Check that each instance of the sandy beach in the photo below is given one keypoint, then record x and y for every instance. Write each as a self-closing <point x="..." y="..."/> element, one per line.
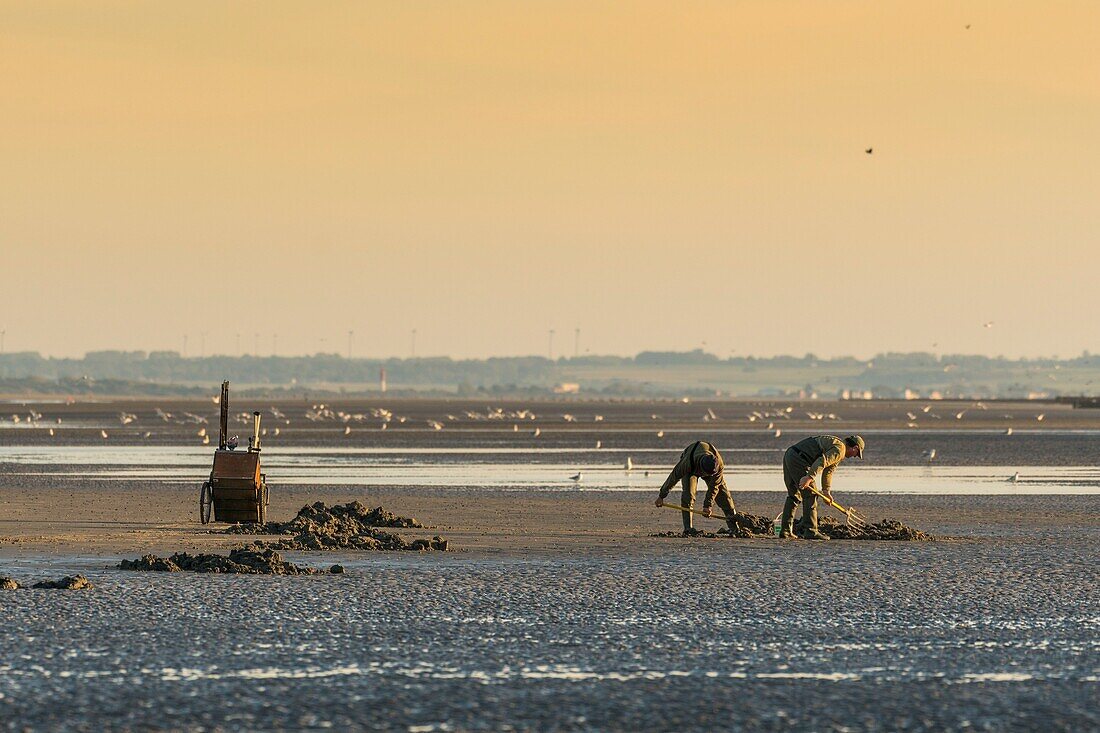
<point x="554" y="609"/>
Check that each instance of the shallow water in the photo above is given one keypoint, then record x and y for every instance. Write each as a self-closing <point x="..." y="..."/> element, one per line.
<point x="715" y="635"/>
<point x="528" y="469"/>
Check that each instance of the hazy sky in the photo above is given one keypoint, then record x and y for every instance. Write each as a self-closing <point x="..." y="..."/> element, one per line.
<point x="658" y="174"/>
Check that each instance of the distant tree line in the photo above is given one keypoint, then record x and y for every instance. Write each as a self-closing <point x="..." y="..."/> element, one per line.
<point x="887" y="374"/>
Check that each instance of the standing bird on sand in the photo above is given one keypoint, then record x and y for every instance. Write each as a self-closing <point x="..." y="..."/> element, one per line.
<point x="700" y="460"/>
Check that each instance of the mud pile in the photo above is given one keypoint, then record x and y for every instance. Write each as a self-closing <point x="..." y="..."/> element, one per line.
<point x="755" y="525"/>
<point x="888" y="529"/>
<point x="345" y="526"/>
<point x="68" y="582"/>
<point x="246" y="560"/>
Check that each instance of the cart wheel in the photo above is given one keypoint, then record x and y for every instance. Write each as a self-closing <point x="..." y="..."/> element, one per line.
<point x="206" y="502"/>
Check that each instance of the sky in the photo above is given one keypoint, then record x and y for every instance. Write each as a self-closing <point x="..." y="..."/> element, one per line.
<point x="265" y="177"/>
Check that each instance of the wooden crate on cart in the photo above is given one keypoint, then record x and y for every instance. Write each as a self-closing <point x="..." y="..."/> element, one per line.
<point x="237" y="490"/>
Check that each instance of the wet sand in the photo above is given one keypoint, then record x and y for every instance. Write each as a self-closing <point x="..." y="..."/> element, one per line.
<point x="557" y="611"/>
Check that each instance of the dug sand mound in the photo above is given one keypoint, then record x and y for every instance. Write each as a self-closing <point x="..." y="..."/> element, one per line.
<point x="888" y="529"/>
<point x="345" y="526"/>
<point x="248" y="560"/>
<point x="350" y="516"/>
<point x="745" y="526"/>
<point x="755" y="525"/>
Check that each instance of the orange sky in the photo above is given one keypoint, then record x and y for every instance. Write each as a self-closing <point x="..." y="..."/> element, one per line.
<point x="660" y="174"/>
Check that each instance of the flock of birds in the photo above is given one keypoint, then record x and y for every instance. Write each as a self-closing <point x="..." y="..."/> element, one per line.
<point x="382" y="418"/>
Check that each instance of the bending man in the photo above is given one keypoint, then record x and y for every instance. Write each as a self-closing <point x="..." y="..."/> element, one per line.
<point x="700" y="460"/>
<point x="801" y="463"/>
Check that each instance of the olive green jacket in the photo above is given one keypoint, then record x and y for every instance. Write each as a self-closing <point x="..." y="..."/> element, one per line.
<point x="826" y="451"/>
<point x="686" y="467"/>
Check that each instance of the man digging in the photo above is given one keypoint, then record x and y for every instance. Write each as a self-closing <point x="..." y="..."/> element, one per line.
<point x="801" y="463"/>
<point x="700" y="460"/>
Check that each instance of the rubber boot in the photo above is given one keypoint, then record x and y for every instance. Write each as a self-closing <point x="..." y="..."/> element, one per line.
<point x="787" y="528"/>
<point x="809" y="523"/>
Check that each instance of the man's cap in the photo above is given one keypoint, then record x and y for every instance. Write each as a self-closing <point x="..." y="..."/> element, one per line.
<point x="856" y="442"/>
<point x="707" y="465"/>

====================

- _Goal_: Take the line with "Check that each instance of the orange" and all lines after it through the end of the records, and write them out exactly; include nothing else.

- _The result_:
Check that each instance of the orange sky in the photo above is given one keypoint, then record x and y for every instance. Write each as a self-closing <point x="..." y="..."/> element, one per line.
<point x="660" y="174"/>
Check that each instance of the flock of birds in the photo above is given one keypoint, then record x and y for every instance. Write each as a self-closing <point x="..." y="..."/> element, one per line.
<point x="382" y="418"/>
Check that each instance of the bending man in the photo above is given one keypoint, then record x and y for every instance. Write each as a self-closing <point x="..." y="..."/> element, one per line.
<point x="700" y="460"/>
<point x="801" y="463"/>
Check that each instance of the olive green jacket in the photo above is given one keypoint, then record x and y for every instance. Write each as a self-closing <point x="..." y="..."/> element, one per line.
<point x="826" y="451"/>
<point x="686" y="467"/>
Check that each instance of the man digging in the photo above is given one keypoint, then record x and y for every instance. Write each as a self-closing <point x="..." y="..."/> element, one per line.
<point x="801" y="463"/>
<point x="700" y="460"/>
Check that each instance of the rubber boot in the photo above is given one keypoint, then record x and y for every instance. Write each as a self-closing <point x="..." y="..."/> element, one per line.
<point x="787" y="528"/>
<point x="809" y="523"/>
Check that each instance of the man's cap in the photo above is given one keypoint, then record x and y for every instance. Write each as a self-closing <point x="..." y="..."/> element, one per line.
<point x="856" y="442"/>
<point x="707" y="465"/>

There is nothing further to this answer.